# START OF Raw records

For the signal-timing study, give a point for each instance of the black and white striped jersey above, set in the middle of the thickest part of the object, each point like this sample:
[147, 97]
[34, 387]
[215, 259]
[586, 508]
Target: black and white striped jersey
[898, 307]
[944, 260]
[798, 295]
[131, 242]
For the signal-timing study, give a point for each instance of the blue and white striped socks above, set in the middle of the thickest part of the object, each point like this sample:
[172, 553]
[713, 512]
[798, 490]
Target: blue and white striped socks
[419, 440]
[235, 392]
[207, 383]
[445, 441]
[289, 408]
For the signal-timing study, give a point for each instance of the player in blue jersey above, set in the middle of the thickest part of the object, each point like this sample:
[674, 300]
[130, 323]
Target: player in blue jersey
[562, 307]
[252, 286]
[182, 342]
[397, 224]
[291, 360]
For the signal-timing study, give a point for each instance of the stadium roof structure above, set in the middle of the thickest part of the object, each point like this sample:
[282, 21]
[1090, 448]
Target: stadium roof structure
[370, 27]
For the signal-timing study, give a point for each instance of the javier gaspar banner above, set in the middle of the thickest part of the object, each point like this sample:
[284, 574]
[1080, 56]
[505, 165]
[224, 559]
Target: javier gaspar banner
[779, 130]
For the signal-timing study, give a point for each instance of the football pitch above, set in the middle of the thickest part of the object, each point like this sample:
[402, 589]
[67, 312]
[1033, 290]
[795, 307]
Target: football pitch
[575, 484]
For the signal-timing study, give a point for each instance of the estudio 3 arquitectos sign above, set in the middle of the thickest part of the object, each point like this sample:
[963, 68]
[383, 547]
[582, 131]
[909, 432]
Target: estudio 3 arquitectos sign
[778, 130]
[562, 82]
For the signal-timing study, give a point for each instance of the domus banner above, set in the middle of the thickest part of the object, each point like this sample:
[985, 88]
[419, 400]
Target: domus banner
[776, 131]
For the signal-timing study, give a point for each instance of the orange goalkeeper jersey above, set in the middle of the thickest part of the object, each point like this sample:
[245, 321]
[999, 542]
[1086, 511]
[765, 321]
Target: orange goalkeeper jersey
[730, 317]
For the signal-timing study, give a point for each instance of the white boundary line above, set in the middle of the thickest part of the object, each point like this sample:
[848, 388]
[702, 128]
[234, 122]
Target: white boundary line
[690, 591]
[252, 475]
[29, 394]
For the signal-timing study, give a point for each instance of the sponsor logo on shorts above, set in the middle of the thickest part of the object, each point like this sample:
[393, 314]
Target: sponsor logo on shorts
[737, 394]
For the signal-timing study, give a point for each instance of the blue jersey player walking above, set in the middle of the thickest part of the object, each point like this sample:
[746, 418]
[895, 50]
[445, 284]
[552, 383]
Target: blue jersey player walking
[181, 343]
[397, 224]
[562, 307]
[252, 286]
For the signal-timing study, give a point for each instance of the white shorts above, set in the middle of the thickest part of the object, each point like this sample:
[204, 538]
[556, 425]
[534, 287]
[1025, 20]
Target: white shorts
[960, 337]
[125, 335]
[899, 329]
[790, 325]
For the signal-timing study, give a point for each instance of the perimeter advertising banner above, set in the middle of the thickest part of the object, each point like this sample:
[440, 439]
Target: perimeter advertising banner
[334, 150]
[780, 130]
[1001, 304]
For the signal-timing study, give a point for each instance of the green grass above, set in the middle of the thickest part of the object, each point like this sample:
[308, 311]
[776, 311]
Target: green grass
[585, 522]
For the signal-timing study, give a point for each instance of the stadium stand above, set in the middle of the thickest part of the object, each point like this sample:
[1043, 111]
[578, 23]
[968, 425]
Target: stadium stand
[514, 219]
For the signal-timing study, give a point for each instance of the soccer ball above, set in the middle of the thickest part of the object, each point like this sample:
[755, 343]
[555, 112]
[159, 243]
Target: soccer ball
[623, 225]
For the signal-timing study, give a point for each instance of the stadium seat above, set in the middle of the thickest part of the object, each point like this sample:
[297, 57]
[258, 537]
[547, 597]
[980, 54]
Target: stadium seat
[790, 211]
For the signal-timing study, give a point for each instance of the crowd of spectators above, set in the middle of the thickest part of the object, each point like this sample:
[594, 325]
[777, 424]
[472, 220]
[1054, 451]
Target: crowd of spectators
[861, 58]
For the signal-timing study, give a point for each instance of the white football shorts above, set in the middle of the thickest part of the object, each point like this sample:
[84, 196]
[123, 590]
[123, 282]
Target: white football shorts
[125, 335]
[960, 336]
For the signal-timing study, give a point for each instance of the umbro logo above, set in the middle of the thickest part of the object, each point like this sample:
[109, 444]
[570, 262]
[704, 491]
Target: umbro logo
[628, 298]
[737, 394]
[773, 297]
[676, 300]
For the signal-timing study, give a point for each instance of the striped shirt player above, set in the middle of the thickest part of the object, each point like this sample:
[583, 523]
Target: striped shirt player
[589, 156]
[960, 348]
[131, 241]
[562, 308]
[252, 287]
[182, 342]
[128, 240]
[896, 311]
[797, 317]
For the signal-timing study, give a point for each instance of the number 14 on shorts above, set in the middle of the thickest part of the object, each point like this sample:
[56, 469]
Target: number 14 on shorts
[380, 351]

# END OF Raw records

▶ [What is required]
Reproduce the stretch from the line containing "of the crowd" through the end of the listing, requests included. Multiply every answer coordinate by 0.65 and round to the nearest whole number, with halves rounded up, but leave the requests and their sample points unchanged.

▶ [Solution to this problem]
For the signal-timing study, give a point for each instance of the crowd of spectators above, set in the middle of the thickest part of the object, each point like this sample:
[594, 325]
[777, 424]
[472, 220]
[1054, 451]
Target: crowd of spectators
[560, 38]
For the signal-timing study, give a point for each instance of the white football shorts above, set in the middle of the thickest part of the object, each point like this sample:
[84, 196]
[123, 590]
[123, 282]
Target: white football shorts
[81, 218]
[624, 218]
For the signal-timing study, give a point for each instance of the umbro logo above, set in the middle of the thickest part of the object, each point like this sample:
[109, 444]
[570, 262]
[704, 491]
Target: umbro logo
[408, 194]
[479, 256]
[502, 193]
[439, 195]
For the signal-timing study, give a point for each instance of the striped shirt player above, set in the middle of the thickest part of the object, each point like this sample:
[583, 523]
Target: striped shirt player
[383, 101]
[624, 226]
[85, 157]
[365, 200]
[164, 187]
[118, 222]
[83, 156]
[582, 202]
[518, 206]
For the signal-timing study, give a point for each instance of the number 14 on shorts above, set in the middle of the thickest part of the object, each point like this sample:
[56, 469]
Target: number 14 on shorts
[247, 228]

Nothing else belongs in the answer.